The Benefits of Creating a Family Prayer Space

A few month’s ago, I was reading my Bible on the living room couch when my son approached me and asked, “What are you doing?” I told him I was praying. His response? Aren’t we supposed to pray in church? His question made me pause. I quickly reminded him that we regularly pray in places other than church- we pray before meals in the kitchen, we say bedtime prayers in the kids’ bedrooms, and we regularly pray in the car. Prayer wasn’t just for church. Yes, prayer is talking to God and God lives in the church, but He also lives in our hearts. He’s here in our home with us too. Wherever we are, God is there with us, so we can pray literally anywhere.

My son’s question made me think about our family’s approach to prayer. My eventual answer? We created a family prayer space in the living room. We cleared a corner of the room of all toys, and I set up a small altar with drawers for prayer materials. I decorated the top with a crucifix and statues of holy men and women who we admired. And then we started using our little prayer space together.

Here’s what we noticed.

Our family began to pray more. We built up deeper and longer prayer rituals together as a family. Now, after the kids are up and dressed, we gather in our prayer space for morning prayer before breakfast. Since our family homeschools, we return to our family altar before beginning the day’s school work. Then we gather in our prayer space again before the kids go to bed. During those times, we pray our daily prayers, meditate on the Scriptures, and learn more about the faith. Our altar has made us more intentional about our family prayer time.

Our children can now better see how their parents pray. Rather than sitting on the couch, I now go to our prayer space to journal and read the Bible. My husband has prayed his rosary there. Since we began using our prayer space, our children can better see the way we live out our faith. They can see that the faith is not just for children, or for women. It’s for everyone. Our children can also see how many different ways there are to pray, and trust me, there are a lot.

Dataset content:
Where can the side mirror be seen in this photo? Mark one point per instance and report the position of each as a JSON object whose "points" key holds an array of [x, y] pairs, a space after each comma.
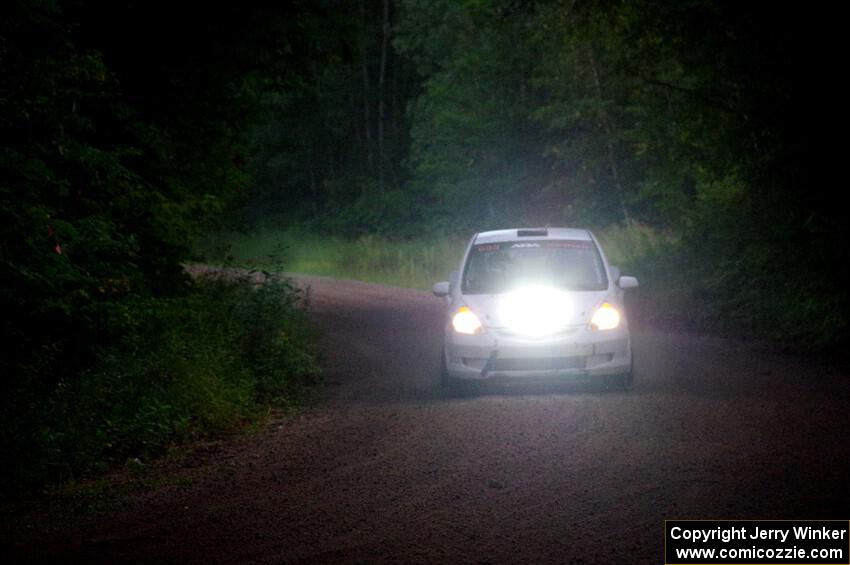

Exercise: Summarize the passage on creating a family prayer space in two sentences.

Solution for this task: After the writer's son asked whether prayer was supposed to happen in church, the family cleared a corner of the living room and set up a small altar decorated with a crucifix and statues of holy men and women they admired. Since then the family has prayed more and with more intention, gathering there before breakfast, before school work, and before the children go to bed, and the children can better see how their parents live out their faith and how many ways there are to pray.